## Task details
Can you copy out the sermon on Jonah 1:17-2:10 below in full, word for word?

## Source excerpt

The Rescue | Jonah 1:17-2:10

This sermon was originally preached in 2015.


Having now almost covered the first chapter the Jonah, we note that Jonah is not a sympathetic character. Jonah is not the archetypical hero for whom we cheer. In many ways, Jonah is not even remotely a pleasant person based upon what we have read. Fortunately, in this chapter, things begin to look up for Jonah. He finds himself in the stomach a large fish and thanking God for saving him from death at sea. The prophet thought that he would rather die than obey God, but when death actually enveloped him, Jonah cried out to the LORD. Though there was no reason for God to rescue Jonah, He did, and thank God that He did because He does the same with us. Like Jonah, we offer God nothing but our sincerest rebellion. Yet He repeatedly gives us grace instead of the death that we deserve. 

THE GREAT FISH // VERSE 17

Within this verse lies what has largely made Jonah such a popular book: the great fish. What shall we say about the great fish that swallowed Jonah? Many scholars have wrestled with the question of how Jonah could survive for three days inside the fish, and I will not spend effort here doing the same. For my take on the miraculous nature of this event, please see the historicity heading within the Background on Jonah. Instead, I will be more concerned with the reason and implications for why God used a great fish and what this great fish meant to Jonah.

First, it should be noted that God appointed the great fish to swallow Jonah. This same word is used elsewhere in the book. It occurs in rapid succession in chapter four verses six, seven, and eight. There God appoints a plant, worm, and wind, respectively. This significance of this language is similar God’s hurling of the storm in verse four: God is in completely sovereign control over all creation. Jonah claimed truthfully, in verse nine, that the LORD was the maker of the land and seas, and throughout this book, God constantly reveals that statement to be true.

## Data section
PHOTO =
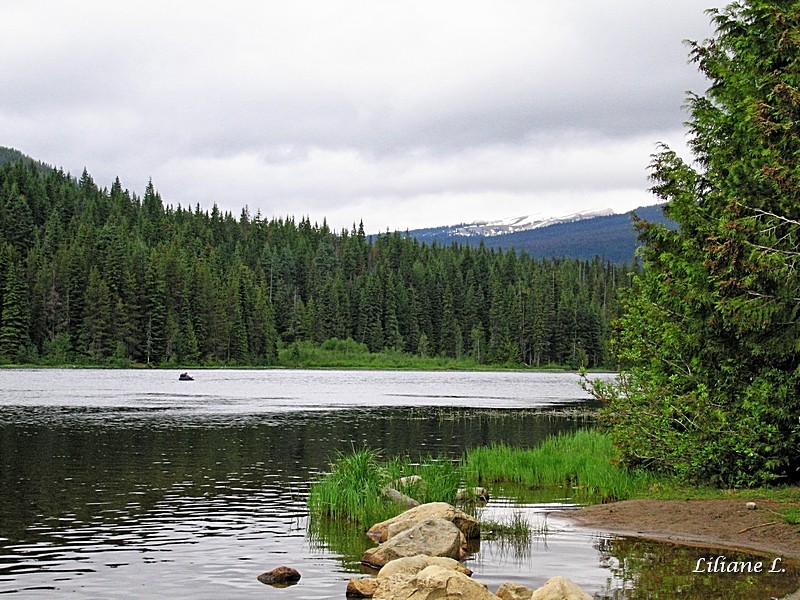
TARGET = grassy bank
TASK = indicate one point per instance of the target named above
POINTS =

## Final result
The Rescue | Jonah 1:17-2:10

This sermon was originally preached in 2015.


Having now almost covered the first chapter the Jonah, we note that Jonah is not a sympathetic character. Jonah is not the archetypical hero for whom we cheer. In many ways, Jonah is not even remotely a pleasant person based upon what we have read. Fortunately, in this chapter, things begin to look up for Jonah. He finds himself in the stomach a large fish and thanking God for saving him from death at sea. The prophet thought that he would rather die than obey God, but when death actually enveloped him, Jonah cried out to the LORD. Though there was no reason for God to rescue Jonah, He did, and thank God that He did because He does the same with us. Like Jonah, we offer God nothing but our sincerest rebellion. Yet He repeatedly gives us grace instead of the death that we deserve. 

THE GREAT FISH // VERSE 17

Within this verse lies what has largely made Jonah such a popular book: the great fish. What shall we say about the great fish that swallowed Jonah? Many scholars have wrestled with the question of how Jonah could survive for three days inside the fish, and I will not spend effort here doing the same. For my take on the miraculous nature of this event, please see the historicity heading within the Background on Jonah. Instead, I will be more concerned with the reason and implications for why God used a great fish and what this great fish meant to Jonah.

First, it should be noted that God appointed the great fish to swallow Jonah. This same word is used elsewhere in the book. It occurs in rapid succession in chapter four verses six, seven, and eight. There God appoints a plant, worm, and wind, respectively. This significance of this language is similar God’s hurling of the storm in verse four: God is in completely sovereign control over all creation. Jonah claimed truthfully, in verse nine, that the LORD was the maker of the land and seas, and throughout this book, God constantly reveals that statement to be true.